| Selection |
--------

Flash memory is ubiquitous, especially in mobile devices. Available in a wide range of form factors, it continues to push hard-disk drives from more and more platforms as its costs go down and capacities and operational lifetimes go up (Fig. 1).

1. Flash memory comes in a range of form factors, including SecureDigital (a), MicroSD (b), Sony Memory Stick (c), Compact Flash (d), and mSATA (e). They typically employ NAND flash storage.

NAND and NOR flash memory dominate the solid-state nonvolatile memory (NVM) arena, but they aren’t the only technologies that are available. Form factors that don’t expose flash memory explicitly are possible targets for replacement with non-flash technologies. For example, non-flash products are cropping up in serial storage.

Table of Contents

  1. NonVolatile Solid Storage
  2. Flash Technologies
  3. Flash Software And Controllers
  4. Flash Form Factors
  5. Flashy PCI Express
  6. Standards Organizations
  7. References

NonVolatile Solid Storage
At one end of the spectrum are one-time programmable (OTP) memories. These days, OTP memory is normally used for storing security keys or network IDs. It is implemented using a range of technologies such as fuse, antifuse, and floating gates. It also can be implemented using standard CMOS technologies.

Moving up the NVM scale are a number of multi-time programmable (MTP) memory technologies that can write hundreds or thousands of times (see “Kilopass Delivers OTP And MTP Memory”). MTP memories often are used to implement boot code that rarely changes. Like OTP, MTP is usually implemented using CMOS technologies, allowing it to be included with digital logic.

Floating-gate EEPROM has been commonly used for data storage. Its ability to write a single byte plus its good endurance and data retention properties have made it popular, but flash technologies outclassed it in density. EEPROM emulation often is called a feature of some flash implementations that hide flash’s block erase requirements so an individual byte can be written.

Other nonvolatile technologies keep bumping the edges of flash dominance, including magnetoresistive RAM (MRAM), ferroelectric RAM (FRAM), phase change memory (PCM), and up and coming NVM technologies (see “Magnetic Cores To MRAM: Nonvolatile Tipping Point?”). These technologies have better overall performance figures than other NVM technologies including NAND and NOR flash, including write speed, voltage requirements, lack of a page erase cycle, long-term endurance, data retention, and scalability.

These technologies started targeting niche markets where their higher costs, at least initially, weren’t as much of an issue and their advantages were significant. They’re even giving SRAM and DRAM a run for their money.

--------

| Parts of the exercise |
#1 Answer these questions using the flash memory article:
(a) Which two memory technologies dominate the solid-state nonvolatile memory arena?
(b) What is OTP memory normally used for these days?
(c) What kind of code do MTP memories often implement?
#2 Reproduce the passage of the flash memory article between "Flash memory is" and "in serial storage.", inclusive.

| Provided material |
--------

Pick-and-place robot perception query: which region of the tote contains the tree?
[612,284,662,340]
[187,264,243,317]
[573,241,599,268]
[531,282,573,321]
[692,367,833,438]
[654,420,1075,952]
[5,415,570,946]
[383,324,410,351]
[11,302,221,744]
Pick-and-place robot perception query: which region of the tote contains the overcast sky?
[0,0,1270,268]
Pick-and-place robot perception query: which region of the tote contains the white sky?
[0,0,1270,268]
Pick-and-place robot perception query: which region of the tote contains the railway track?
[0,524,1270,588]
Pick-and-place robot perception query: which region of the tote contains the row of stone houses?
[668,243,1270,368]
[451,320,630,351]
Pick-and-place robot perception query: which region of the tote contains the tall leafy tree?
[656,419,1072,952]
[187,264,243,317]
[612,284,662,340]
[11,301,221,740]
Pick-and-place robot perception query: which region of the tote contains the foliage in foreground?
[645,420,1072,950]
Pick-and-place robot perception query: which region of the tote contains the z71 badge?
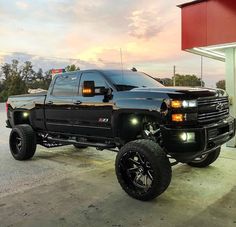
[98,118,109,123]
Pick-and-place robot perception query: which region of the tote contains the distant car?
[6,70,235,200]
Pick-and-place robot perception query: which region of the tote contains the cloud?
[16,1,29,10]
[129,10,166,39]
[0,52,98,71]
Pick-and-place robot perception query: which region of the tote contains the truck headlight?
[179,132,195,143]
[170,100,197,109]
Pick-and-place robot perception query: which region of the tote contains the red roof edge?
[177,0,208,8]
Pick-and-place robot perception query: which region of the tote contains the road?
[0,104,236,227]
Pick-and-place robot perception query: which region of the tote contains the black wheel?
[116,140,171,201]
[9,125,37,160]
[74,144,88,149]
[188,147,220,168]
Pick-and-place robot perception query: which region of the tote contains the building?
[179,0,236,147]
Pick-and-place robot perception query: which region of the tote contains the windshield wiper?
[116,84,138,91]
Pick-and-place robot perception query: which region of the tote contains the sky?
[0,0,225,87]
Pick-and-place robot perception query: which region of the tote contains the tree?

--------

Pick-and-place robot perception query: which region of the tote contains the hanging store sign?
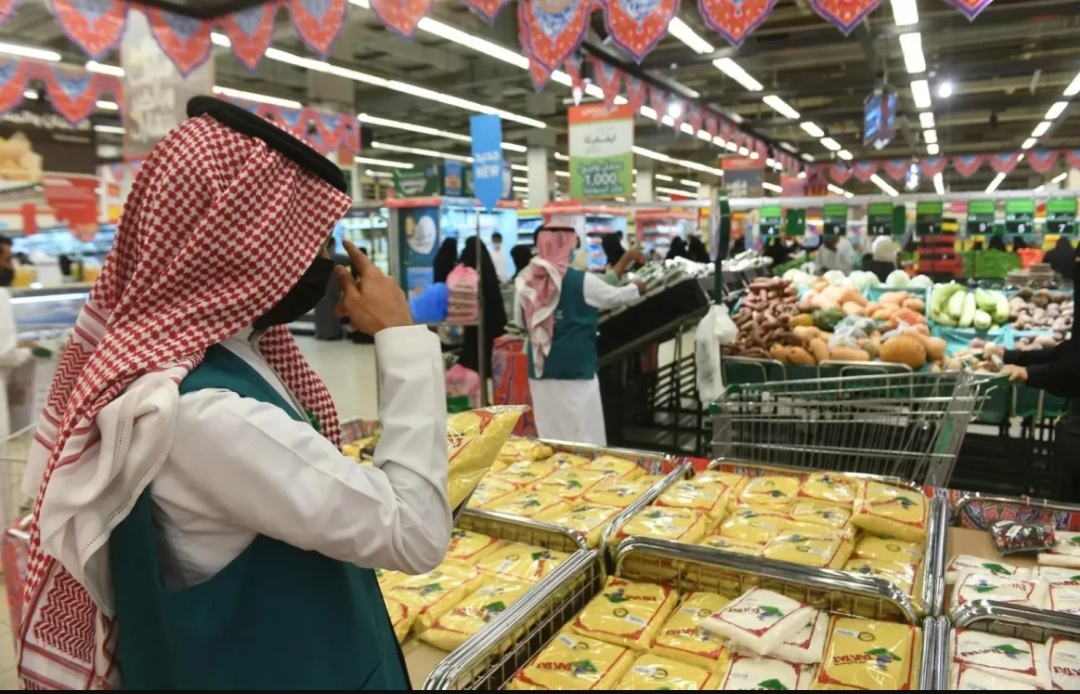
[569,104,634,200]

--------

| Solutions in order |
#1
(a) NAND and NOR flash memory.
(b) Storing security keys or network IDs.
(c) Boot code that rarely changes.

#2
Flash memory is ubiquitous, especially in mobile devices. Available in a wide range of form factors, it continues to push hard-disk drives from more and more platforms as its costs go down and capacities and operational lifetimes go up (Fig. 1).

1. Flash memory comes in a range of form factors, including SecureDigital (a), MicroSD (b), Sony Memory Stick (c), Compact Flash (d), and mSATA (e). They typically employ NAND flash storage.

NAND and NOR flash memory dominate the solid-state nonvolatile memory (NVM) arena, but they aren’t the only technologies that are available. Form factors that don’t expose flash memory explicitly are possible targets for replacement with non-flash technologies. For example, non-flash products are cropping up in serial storage.